待完成任务 :: 把下面的全部材料逐行改写成编号列表，略去空行。答案中不要包含图片。
__________________________________________________
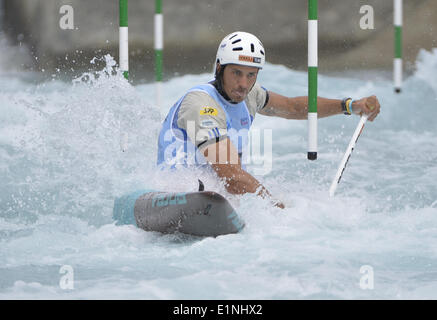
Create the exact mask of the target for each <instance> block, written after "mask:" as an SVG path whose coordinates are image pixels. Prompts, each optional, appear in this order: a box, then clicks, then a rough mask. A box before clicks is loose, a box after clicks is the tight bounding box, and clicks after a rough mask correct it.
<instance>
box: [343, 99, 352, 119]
mask: <svg viewBox="0 0 437 320" xmlns="http://www.w3.org/2000/svg"><path fill="white" fill-rule="evenodd" d="M348 100H352V98H344V99H343V100H341V110H343V113H344V114H346V115H348V116H350V115H351V114H352V112H351V111H350V109H349V108H348V107H347V105H346V102H347V101H348Z"/></svg>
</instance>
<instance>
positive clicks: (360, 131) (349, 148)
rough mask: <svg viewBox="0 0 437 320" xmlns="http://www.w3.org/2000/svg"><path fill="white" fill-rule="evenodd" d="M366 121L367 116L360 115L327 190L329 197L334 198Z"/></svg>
mask: <svg viewBox="0 0 437 320" xmlns="http://www.w3.org/2000/svg"><path fill="white" fill-rule="evenodd" d="M366 121H367V115H362V116H361V118H360V122H359V123H358V125H357V128H356V129H355V132H354V134H353V136H352V139H351V141H350V142H349V146H348V147H347V149H346V153H345V154H344V156H343V159H342V160H341V163H340V166H339V167H338V170H337V174H336V175H335V178H334V180H333V181H332V183H331V187H330V188H329V196H330V197H332V196H334V193H335V190H336V189H337V186H338V185H339V183H340V180H341V177H342V176H343V172H344V170H345V169H346V165H347V163H348V161H349V158H350V156H351V154H352V151H353V150H354V147H355V144H356V143H357V141H358V138H359V137H360V135H361V132H362V131H363V129H364V125H365V123H366Z"/></svg>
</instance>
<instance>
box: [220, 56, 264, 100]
mask: <svg viewBox="0 0 437 320" xmlns="http://www.w3.org/2000/svg"><path fill="white" fill-rule="evenodd" d="M258 70H259V69H258V68H255V67H247V66H240V65H236V64H229V65H227V66H226V68H225V71H224V73H223V90H224V91H225V92H226V94H227V95H228V97H229V98H230V99H231V101H232V102H237V103H238V102H242V101H244V99H246V97H247V95H248V94H249V91H250V90H251V89H252V87H253V85H254V84H255V81H256V77H257V75H258Z"/></svg>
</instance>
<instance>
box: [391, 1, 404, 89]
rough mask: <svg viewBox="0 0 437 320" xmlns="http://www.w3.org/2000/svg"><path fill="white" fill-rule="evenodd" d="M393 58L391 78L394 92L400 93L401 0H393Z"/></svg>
mask: <svg viewBox="0 0 437 320" xmlns="http://www.w3.org/2000/svg"><path fill="white" fill-rule="evenodd" d="M393 6H394V29H395V30H394V31H395V37H394V38H395V57H394V62H393V78H394V87H395V92H396V93H400V92H401V86H402V0H394V3H393Z"/></svg>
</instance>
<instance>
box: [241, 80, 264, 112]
mask: <svg viewBox="0 0 437 320" xmlns="http://www.w3.org/2000/svg"><path fill="white" fill-rule="evenodd" d="M267 97H268V93H267V89H265V88H264V87H262V86H261V85H260V84H259V83H258V82H255V84H254V85H253V88H252V90H250V92H249V94H248V95H247V98H246V104H247V106H248V108H249V110H250V113H251V114H252V115H253V116H254V115H255V113H257V112H258V111H259V110H260V109H262V108H263V107H264V105H265V103H266V100H267V99H268V98H267Z"/></svg>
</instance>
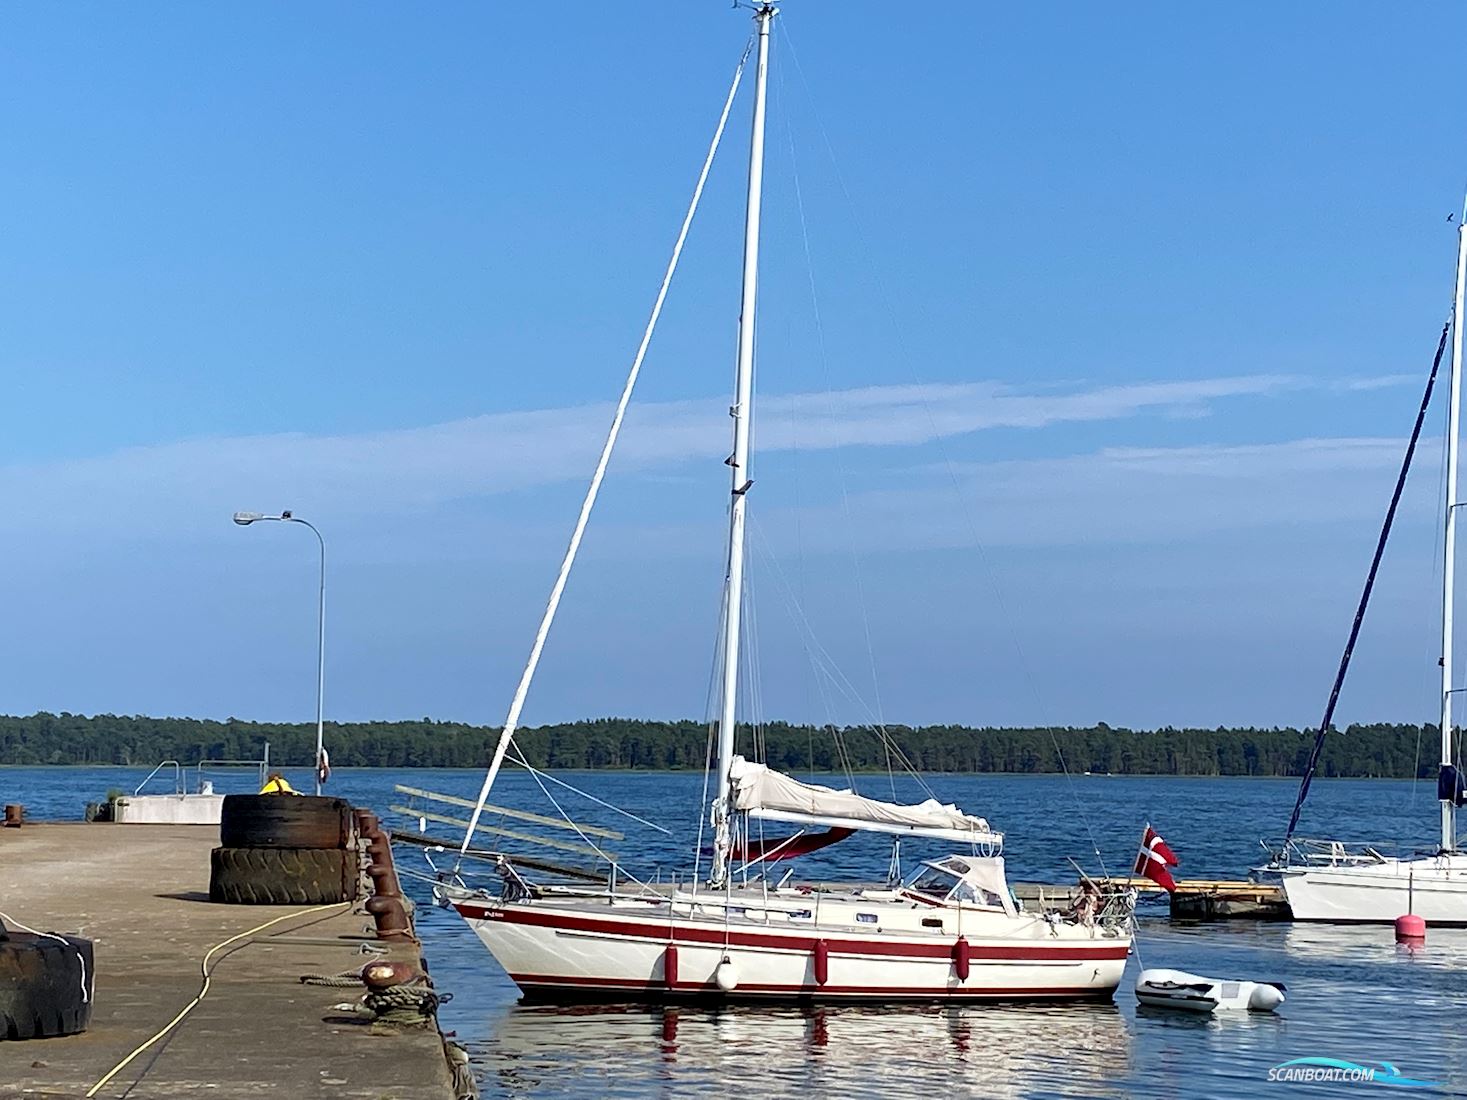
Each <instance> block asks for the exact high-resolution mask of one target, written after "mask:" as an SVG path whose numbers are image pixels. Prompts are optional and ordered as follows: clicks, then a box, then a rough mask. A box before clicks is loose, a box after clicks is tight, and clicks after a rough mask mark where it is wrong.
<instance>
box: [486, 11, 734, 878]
mask: <svg viewBox="0 0 1467 1100" xmlns="http://www.w3.org/2000/svg"><path fill="white" fill-rule="evenodd" d="M754 43H756V37H754V35H751V37H750V40H748V43H747V44H745V45H744V53H742V56H741V57H739V62H738V67H735V70H733V81H732V84H731V85H729V92H728V97H726V98H725V100H723V111H722V113H720V114H719V123H717V126H716V128H714V131H713V141H711V142H710V144H709V153H707V155H706V157H704V158H703V169H701V170H700V172H698V182H697V183H695V185H694V188H692V198H691V201H689V202H688V213H687V214H685V216H684V219H682V227H681V229H679V230H678V239H676V242H675V243H673V246H672V257H670V258H669V260H667V270H666V273H665V274H663V277H662V285H660V286H659V287H657V298H656V301H654V302H653V307H651V315H650V317H648V318H647V327H645V329H644V330H643V339H641V343H640V345H638V348H637V355H635V356H634V359H632V365H631V370H629V371H628V373H626V381H625V384H623V386H622V395H621V397H619V399H618V402H616V412H615V415H613V417H612V427H610V430H609V431H607V434H606V443H604V444H603V446H601V455H600V458H599V459H597V463H596V472H594V474H591V484H590V487H588V488H587V491H585V499H584V500H582V502H581V512H579V515H578V516H577V521H575V528H574V531H572V532H571V541H569V544H568V546H566V550H565V557H562V560H560V571H559V573H556V579H555V585H553V587H552V588H550V600H549V601H547V603H546V610H544V616H543V617H541V619H540V628H538V629H537V631H535V639H534V644H533V645H531V648H530V660H528V661H527V663H525V670H524V673H522V675H521V678H519V685H518V686H516V688H515V697H513V700H512V701H511V704H509V716H508V717H506V719H505V729H503V730H502V732H500V735H499V744H497V745H496V748H494V757H493V760H491V761H490V766H489V770H487V771H486V773H484V785H483V786H481V789H480V793H478V804H477V805H475V807H474V814H472V817H469V824H468V829H467V830H465V832H464V843H462V846H461V848H459V857H461V858H462V855H464V854H465V852H467V851H468V846H469V843H471V840H472V839H474V830H475V829H477V827H478V820H480V817H481V815H483V813H484V802H487V801H489V792H490V788H493V785H494V776H496V773H497V771H499V767H500V764H503V760H505V754H506V752H508V749H509V744H511V741H513V736H515V727H516V726H518V725H519V714H521V711H522V708H524V705H525V697H527V695H528V694H530V685H531V682H533V681H534V675H535V669H537V667H538V664H540V654H541V653H543V651H544V644H546V638H547V637H549V634H550V625H552V623H553V622H555V613H556V609H557V607H559V606H560V595H562V594H563V593H565V585H566V581H569V578H571V566H572V565H575V556H577V551H578V550H579V549H581V538H582V537H584V535H585V525H587V522H588V521H590V518H591V509H593V507H594V506H596V497H597V494H599V493H600V488H601V481H603V478H604V477H606V468H607V465H610V461H612V450H613V449H615V447H616V440H618V437H619V436H621V431H622V421H623V419H625V418H626V406H628V405H631V399H632V390H634V389H635V387H637V378H638V375H640V374H641V367H643V361H644V359H645V356H647V348H648V345H651V337H653V333H654V331H656V329H657V320H659V317H662V307H663V304H665V302H666V301H667V289H669V287H670V286H672V277H673V274H676V271H678V260H679V258H681V257H682V246H684V243H685V242H687V239H688V230H689V229H691V227H692V219H694V216H695V214H697V211H698V202H700V201H701V198H703V188H704V185H706V183H707V180H709V172H710V170H711V167H713V157H714V155H716V154H717V150H719V144H720V142H722V141H723V131H725V128H726V126H728V120H729V111H732V109H733V97H735V95H736V94H738V87H739V82H741V81H742V79H744V66H745V63H747V62H748V56H750V53H751V51H753V48H754ZM552 801H553V799H552ZM566 820H569V818H566ZM571 824H575V823H574V821H572V823H571ZM593 846H594V845H593Z"/></svg>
__________________________________________________
本题答案 ::
1. Create the exact mask of the target for each <instance> block, written after "mask:" as an SVG path whose coordinates are image pixels. Prompts, each optional, appear in this order: a box, then clicks, then a rough mask. A box before clicks is loose, a box after clicks is the tight bounding box, and clicks after a rough mask correct it.
2. <instance>
3. box: [343, 99, 352, 119]
4. mask: <svg viewBox="0 0 437 320" xmlns="http://www.w3.org/2000/svg"><path fill="white" fill-rule="evenodd" d="M348 100H352V98H344V99H343V100H341V110H343V113H344V114H346V115H348V116H350V115H351V114H352V112H351V111H350V109H349V108H348V107H347V105H346V102H347V101H348Z"/></svg>
5. </instance>
6. <instance>
7. positive clicks: (360, 131) (349, 148)
8. rough mask: <svg viewBox="0 0 437 320" xmlns="http://www.w3.org/2000/svg"><path fill="white" fill-rule="evenodd" d="M366 121L367 116L360 115L327 190L329 197L334 198Z"/></svg>
9. mask: <svg viewBox="0 0 437 320" xmlns="http://www.w3.org/2000/svg"><path fill="white" fill-rule="evenodd" d="M366 121H367V115H362V116H361V118H360V122H359V123H358V125H357V128H356V129H355V132H354V134H353V136H352V139H351V141H350V142H349V146H348V147H347V149H346V153H345V154H344V156H343V159H342V160H341V163H340V166H339V167H338V170H337V174H336V175H335V178H334V180H333V181H332V183H331V187H330V188H329V196H330V197H332V196H334V193H335V190H336V189H337V186H338V185H339V183H340V180H341V177H342V176H343V172H344V170H345V169H346V165H347V163H348V161H349V158H350V156H351V154H352V151H353V150H354V147H355V144H356V143H357V141H358V138H359V137H360V135H361V132H362V131H363V129H364V125H365V123H366Z"/></svg>
10. </instance>
11. <instance>
12. box: [220, 56, 264, 100]
13. mask: <svg viewBox="0 0 437 320" xmlns="http://www.w3.org/2000/svg"><path fill="white" fill-rule="evenodd" d="M258 70H259V69H258V68H255V67H247V66H240V65H236V64H229V65H227V66H226V68H225V71H224V73H223V90H224V91H225V92H226V94H227V95H228V97H229V98H230V99H231V101H232V102H237V103H238V102H242V101H244V99H246V97H247V95H248V94H249V91H250V90H251V89H252V87H253V85H254V84H255V81H256V77H257V75H258Z"/></svg>
14. </instance>
15. <instance>
16. box: [391, 1, 404, 89]
17. rough mask: <svg viewBox="0 0 437 320" xmlns="http://www.w3.org/2000/svg"><path fill="white" fill-rule="evenodd" d="M393 58L391 78L394 92L400 93L401 0H393Z"/></svg>
18. mask: <svg viewBox="0 0 437 320" xmlns="http://www.w3.org/2000/svg"><path fill="white" fill-rule="evenodd" d="M393 6H394V29H395V30H394V31H395V37H394V38H395V57H394V62H393V78H394V87H395V92H396V93H400V92H401V86H402V0H394V3H393Z"/></svg>
19. </instance>
20. <instance>
21. box: [241, 80, 264, 112]
22. mask: <svg viewBox="0 0 437 320" xmlns="http://www.w3.org/2000/svg"><path fill="white" fill-rule="evenodd" d="M267 97H268V93H267V89H265V88H264V87H262V86H261V85H260V84H259V83H258V82H255V84H254V85H253V88H252V90H250V92H249V94H248V95H247V98H246V104H247V106H248V108H249V110H250V113H251V114H252V115H253V116H254V115H255V113H257V112H258V111H259V110H260V109H262V108H263V107H264V105H265V103H266V100H267V99H268V98H267Z"/></svg>
23. </instance>
24. Each <instance> block asks for the exact high-resolution mask of one target, written after "mask:" as an SVG path whose numbers are image pixels. Prompts are optional and ordered as follows: clicks, then a box, then a rough mask. A box before clicks is loose, a box after clicks is tight, and clicks after a rough mask mark where it is wrong.
25. <instance>
26. box: [486, 11, 734, 878]
27. mask: <svg viewBox="0 0 1467 1100" xmlns="http://www.w3.org/2000/svg"><path fill="white" fill-rule="evenodd" d="M754 43H756V37H754V35H751V37H750V40H748V43H747V44H745V45H744V53H742V56H741V57H739V62H738V67H735V70H733V81H732V84H731V85H729V92H728V97H726V98H725V100H723V111H722V113H720V114H719V123H717V126H716V128H714V131H713V141H711V142H710V144H709V153H707V155H706V157H704V158H703V169H701V170H700V172H698V182H697V183H695V185H694V188H692V198H691V201H689V202H688V213H687V214H685V216H684V219H682V227H681V229H679V230H678V239H676V242H675V243H673V246H672V257H670V258H669V260H667V270H666V273H665V274H663V277H662V285H660V286H659V287H657V298H656V301H654V302H653V307H651V315H650V317H648V318H647V327H645V329H644V330H643V339H641V343H640V345H638V348H637V355H635V356H634V359H632V365H631V370H629V371H628V373H626V381H625V384H623V386H622V395H621V397H619V399H618V402H616V412H615V415H613V417H612V427H610V430H609V431H607V434H606V443H604V444H603V446H601V455H600V458H599V459H597V463H596V472H594V474H591V484H590V487H588V488H587V491H585V499H584V500H582V502H581V512H579V515H578V516H577V521H575V528H574V531H572V532H571V541H569V544H568V546H566V550H565V557H562V560H560V571H559V573H556V579H555V585H553V587H552V588H550V600H549V601H547V603H546V610H544V616H543V617H541V619H540V628H538V629H537V631H535V639H534V644H533V645H531V648H530V660H528V661H527V663H525V670H524V673H522V675H521V678H519V685H518V686H516V688H515V697H513V700H512V701H511V704H509V716H508V717H506V719H505V729H503V730H502V732H500V735H499V744H497V745H496V748H494V757H493V760H491V761H490V766H489V770H487V771H486V773H484V785H483V786H481V789H480V793H478V804H477V805H475V807H474V814H472V817H469V824H468V829H467V830H465V832H464V843H462V846H461V848H459V857H461V858H462V855H464V854H465V852H467V851H468V846H469V843H471V840H472V839H474V830H475V829H477V827H478V820H480V817H481V815H483V813H484V802H487V801H489V792H490V788H493V785H494V776H496V773H497V771H499V767H500V764H503V760H505V754H506V752H508V749H509V744H511V741H513V736H515V727H516V726H518V725H519V714H521V711H522V708H524V705H525V697H527V695H528V694H530V685H531V682H533V681H534V675H535V669H537V667H538V664H540V654H541V653H543V651H544V644H546V638H547V637H549V634H550V625H552V623H553V622H555V613H556V609H557V607H559V606H560V595H562V594H563V593H565V585H566V581H569V578H571V566H572V565H575V556H577V551H578V550H579V549H581V538H582V537H584V535H585V525H587V522H588V521H590V518H591V509H593V507H594V506H596V497H597V494H599V493H600V488H601V481H603V478H604V477H606V468H607V465H610V461H612V450H613V449H615V447H616V440H618V437H619V436H621V431H622V421H623V419H625V418H626V406H628V405H631V399H632V390H634V389H635V387H637V378H638V375H640V374H641V367H643V361H644V359H645V356H647V348H648V345H651V337H653V333H654V331H656V329H657V320H659V317H662V307H663V304H665V302H666V301H667V289H669V287H670V286H672V277H673V274H676V271H678V260H679V258H681V257H682V246H684V243H685V242H687V239H688V230H689V229H691V227H692V219H694V216H695V214H697V211H698V202H700V201H701V198H703V188H704V185H706V183H707V180H709V172H710V170H711V167H713V157H714V155H716V154H717V150H719V144H720V142H722V141H723V131H725V128H726V126H728V120H729V111H732V109H733V97H735V95H736V94H738V87H739V82H741V81H742V79H744V66H745V63H747V62H748V56H750V53H751V51H753V48H754ZM552 801H553V799H552ZM566 820H569V818H566ZM571 824H575V823H574V821H572V823H571ZM593 846H594V845H593Z"/></svg>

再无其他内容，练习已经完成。